[Opening EXTRACTED MATERIAL section]

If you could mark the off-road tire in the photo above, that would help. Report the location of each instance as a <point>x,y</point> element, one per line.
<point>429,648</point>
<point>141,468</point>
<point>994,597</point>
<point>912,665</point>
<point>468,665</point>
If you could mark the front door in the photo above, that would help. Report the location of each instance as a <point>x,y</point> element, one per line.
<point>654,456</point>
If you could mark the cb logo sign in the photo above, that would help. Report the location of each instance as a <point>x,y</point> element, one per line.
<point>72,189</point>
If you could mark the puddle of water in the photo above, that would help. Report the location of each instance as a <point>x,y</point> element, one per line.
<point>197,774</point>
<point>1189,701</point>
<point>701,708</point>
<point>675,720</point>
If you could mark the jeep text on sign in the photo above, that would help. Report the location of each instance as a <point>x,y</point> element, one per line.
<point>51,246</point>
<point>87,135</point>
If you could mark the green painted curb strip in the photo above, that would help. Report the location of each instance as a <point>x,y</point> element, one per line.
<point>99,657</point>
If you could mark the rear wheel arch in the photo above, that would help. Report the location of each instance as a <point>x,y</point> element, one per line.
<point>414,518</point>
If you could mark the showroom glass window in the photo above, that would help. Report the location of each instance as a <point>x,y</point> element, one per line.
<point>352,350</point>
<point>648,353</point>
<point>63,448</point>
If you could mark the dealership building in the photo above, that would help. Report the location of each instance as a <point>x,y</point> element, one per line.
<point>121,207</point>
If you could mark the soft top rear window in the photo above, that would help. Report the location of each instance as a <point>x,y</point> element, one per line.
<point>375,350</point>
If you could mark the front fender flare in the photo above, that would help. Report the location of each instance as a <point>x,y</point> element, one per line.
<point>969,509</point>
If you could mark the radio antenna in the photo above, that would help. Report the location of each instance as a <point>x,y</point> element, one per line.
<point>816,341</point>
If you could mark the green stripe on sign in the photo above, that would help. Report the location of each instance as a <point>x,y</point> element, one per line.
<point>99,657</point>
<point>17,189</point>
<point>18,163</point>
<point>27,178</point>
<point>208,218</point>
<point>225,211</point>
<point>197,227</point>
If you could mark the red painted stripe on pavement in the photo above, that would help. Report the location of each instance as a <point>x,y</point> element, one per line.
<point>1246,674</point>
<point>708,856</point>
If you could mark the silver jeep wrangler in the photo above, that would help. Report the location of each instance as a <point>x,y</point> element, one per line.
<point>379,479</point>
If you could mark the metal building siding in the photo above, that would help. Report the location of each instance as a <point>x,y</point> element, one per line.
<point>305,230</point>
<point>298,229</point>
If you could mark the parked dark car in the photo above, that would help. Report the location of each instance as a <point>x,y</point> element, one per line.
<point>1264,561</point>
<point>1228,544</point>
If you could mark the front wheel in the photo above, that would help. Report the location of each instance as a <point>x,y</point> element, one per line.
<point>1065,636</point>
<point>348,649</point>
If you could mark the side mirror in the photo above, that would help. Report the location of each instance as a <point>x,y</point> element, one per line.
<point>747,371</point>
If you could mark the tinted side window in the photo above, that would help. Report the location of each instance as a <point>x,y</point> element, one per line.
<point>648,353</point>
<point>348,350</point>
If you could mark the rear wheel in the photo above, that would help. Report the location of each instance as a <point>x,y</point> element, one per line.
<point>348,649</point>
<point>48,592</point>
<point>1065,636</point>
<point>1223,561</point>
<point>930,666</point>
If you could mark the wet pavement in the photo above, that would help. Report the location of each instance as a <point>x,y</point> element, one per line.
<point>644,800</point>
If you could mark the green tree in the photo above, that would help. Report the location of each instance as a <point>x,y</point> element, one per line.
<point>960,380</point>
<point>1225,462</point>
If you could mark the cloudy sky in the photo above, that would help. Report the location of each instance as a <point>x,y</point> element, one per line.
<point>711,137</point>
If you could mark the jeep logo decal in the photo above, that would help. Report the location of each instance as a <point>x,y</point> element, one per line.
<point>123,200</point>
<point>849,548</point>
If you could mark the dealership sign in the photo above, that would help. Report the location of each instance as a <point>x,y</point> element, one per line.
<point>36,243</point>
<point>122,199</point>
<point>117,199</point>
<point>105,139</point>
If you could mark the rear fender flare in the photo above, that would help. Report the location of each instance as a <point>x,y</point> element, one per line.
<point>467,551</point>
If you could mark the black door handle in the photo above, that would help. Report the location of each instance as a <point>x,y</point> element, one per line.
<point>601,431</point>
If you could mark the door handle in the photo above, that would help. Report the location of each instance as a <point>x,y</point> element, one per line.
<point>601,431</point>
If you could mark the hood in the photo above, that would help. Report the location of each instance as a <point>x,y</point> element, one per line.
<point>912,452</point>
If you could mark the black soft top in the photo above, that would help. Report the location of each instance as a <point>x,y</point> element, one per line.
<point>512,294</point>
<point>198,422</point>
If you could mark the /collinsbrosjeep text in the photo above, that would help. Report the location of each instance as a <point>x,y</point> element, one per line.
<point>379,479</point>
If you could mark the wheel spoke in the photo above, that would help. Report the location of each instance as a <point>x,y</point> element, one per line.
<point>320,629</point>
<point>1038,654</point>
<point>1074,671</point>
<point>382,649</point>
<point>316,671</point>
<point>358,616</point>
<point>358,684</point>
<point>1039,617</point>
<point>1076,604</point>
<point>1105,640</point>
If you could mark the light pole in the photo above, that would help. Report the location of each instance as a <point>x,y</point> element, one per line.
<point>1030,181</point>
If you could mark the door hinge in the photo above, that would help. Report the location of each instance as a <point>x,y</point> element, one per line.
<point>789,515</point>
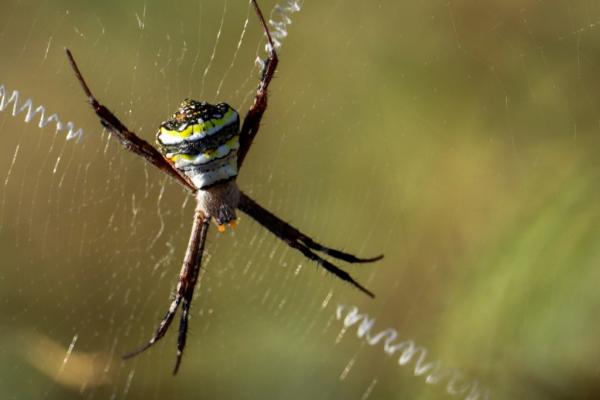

[Closing EXTRACTED MATERIAL section]

An exact copy of every line above, minus the pictures, is the required output.

▸ **PROBLEM SOLUTION**:
If you could mark the off-road tire in the photo above, that would help. Report the location of each instance as a <point>x,y</point> element, one per line.
<point>429,648</point>
<point>141,468</point>
<point>994,597</point>
<point>912,665</point>
<point>468,665</point>
If you could mark the front door in the photo above, that would help. Report the location of each instance as a <point>x,y</point> element, one per line.
<point>654,456</point>
If you could mark the cb logo sign in the photo above, that would help. Report the location of each instance as a <point>x,y</point> element, one per line.
<point>72,189</point>
If you could mark the puddle of water in the photo above, that would help. Report the location of each instance as a <point>x,y</point> element, one per line.
<point>197,774</point>
<point>1189,701</point>
<point>701,708</point>
<point>675,720</point>
If you could mark the jeep text on sign in the photo above, that would help. Report the location of each instance as a <point>x,y</point> element, one per line.
<point>51,246</point>
<point>87,135</point>
If you could mark the green painted curb strip in the photo above, that would help. Report the location of each instance as a <point>x,y</point> element, one per line.
<point>99,657</point>
If you could mark the rear wheel arch in the photo above, that would help. Report the location of each instance as a <point>x,y</point> element, one per line.
<point>414,518</point>
If you could mark the showroom glass window in the photo above, that would help. Report the location of each instance as a <point>x,y</point> element, one per line.
<point>352,350</point>
<point>648,353</point>
<point>63,448</point>
If you could mark the dealership building in the photo above, that would help. Report the location of each instance as a <point>x,y</point> element, one per line.
<point>121,207</point>
If you could mark the soft top rear window in the photo above, that would help. Report the location of each instance as a <point>x,y</point> element, one per line.
<point>375,350</point>
If you could mark the front fender flare in the photo above, that would help. Report the location of each instance as a <point>x,y</point> element, one per line.
<point>969,509</point>
If you could mark the radio antenna in the photo above, that would help. Report the location of each instance as a <point>x,y</point> element, one per line.
<point>816,341</point>
If you could mark the green stripe on sign in the photo above, that would help. Report the location of each instance as a <point>x,y</point> element, one per line.
<point>99,657</point>
<point>17,189</point>
<point>18,163</point>
<point>27,178</point>
<point>208,218</point>
<point>225,211</point>
<point>197,227</point>
If you could mark the red painted stripe on pavement in the photo above, that would help. Report the location of each instance as a <point>x,y</point> element, one per line.
<point>1246,674</point>
<point>708,856</point>
If you could mark the silver jeep wrangler in the photo above, that would help. Report the location of each instance as a <point>x,y</point> element, one per line.
<point>379,479</point>
If you could mark the metal building siding in the photo above, that would help. Report the location of each instance as a <point>x,y</point> element, one per line.
<point>305,230</point>
<point>298,229</point>
If you could mark the parked dark car in the photo above, that would help. Report the location of each instance as a <point>x,y</point> element, one per line.
<point>1264,561</point>
<point>1228,544</point>
If you could mark the front wheel in the photo above, that would help. Report the location of each instance as a <point>x,y</point> element, one per line.
<point>1065,636</point>
<point>348,649</point>
If you could mark the side mirror in the photo above, that would help. Report the location of each instance as a <point>x,y</point> element, one per line.
<point>747,371</point>
If you could mark the tinted side window in the photo above, that would help. Report the location of each instance as a <point>x,y</point> element, one per line.
<point>648,353</point>
<point>348,350</point>
If you could mark the rear wheel in the photo above, that would help. Report the location of each instance as a <point>x,y</point> element, one per line.
<point>348,649</point>
<point>48,592</point>
<point>1065,636</point>
<point>1223,561</point>
<point>930,666</point>
If you could mark the wet pavement in the photo above, that would help. Report the location of each instance as a <point>x,y</point> element, one per line.
<point>644,800</point>
If you could mark the green tree in the photo above, that would help. Report the location of each instance as a <point>x,y</point> element, one per line.
<point>960,380</point>
<point>1225,462</point>
If you could mark the cloudy sky in the photo above, that would help. Report the location of each instance as a <point>x,y</point> element, one per line.
<point>711,137</point>
If you could mark the jeep logo decal in the photo above, that would help. Report the location of each instance as a <point>x,y</point> element, one per line.
<point>123,200</point>
<point>849,548</point>
If you could mark the dealership sign in the photo above, that would help. Report the location of each instance as a <point>x,y</point> element, one per line.
<point>36,243</point>
<point>122,199</point>
<point>117,199</point>
<point>105,139</point>
If you could mark the rear fender flare in the photo above, that would help. Report the location of each instance as a <point>x,y</point> element, one per line.
<point>467,551</point>
If you could mark the black door handle in the photo above, that would help. Report the location of each instance as a <point>x,y</point> element, one per line.
<point>601,431</point>
If you could mark the door handle in the photo above, that would help. Report the location of each instance as a <point>x,y</point> element, one per line.
<point>601,431</point>
If you could mark the hood in the photo above, that would help. Report the location of each instance as a <point>x,y</point> element, one per line.
<point>912,452</point>
If you could mark the black soft top in the photo above, that would help. Report the location of each instance as a <point>x,y</point> element, one per line.
<point>512,294</point>
<point>198,422</point>
If you could mark the /collinsbrosjeep text in the photo above, that would help. Report the location of each instance as a <point>x,y</point> element, one per line.
<point>379,479</point>
If you could mark the wheel spoke in the photo above, that would help. Report the location of each instance as a <point>x,y</point> element, one per line.
<point>320,629</point>
<point>1038,654</point>
<point>1074,671</point>
<point>382,649</point>
<point>316,671</point>
<point>358,616</point>
<point>358,684</point>
<point>1039,617</point>
<point>1076,604</point>
<point>1105,640</point>
If you could mark the light pole in the photo above, that would help. Report the location of each instance as a <point>x,y</point> element, one per line.
<point>1030,181</point>
If you could mark the door hinge in the photo above, that would help. Report the location of each instance as a <point>x,y</point> element, one per line.
<point>789,515</point>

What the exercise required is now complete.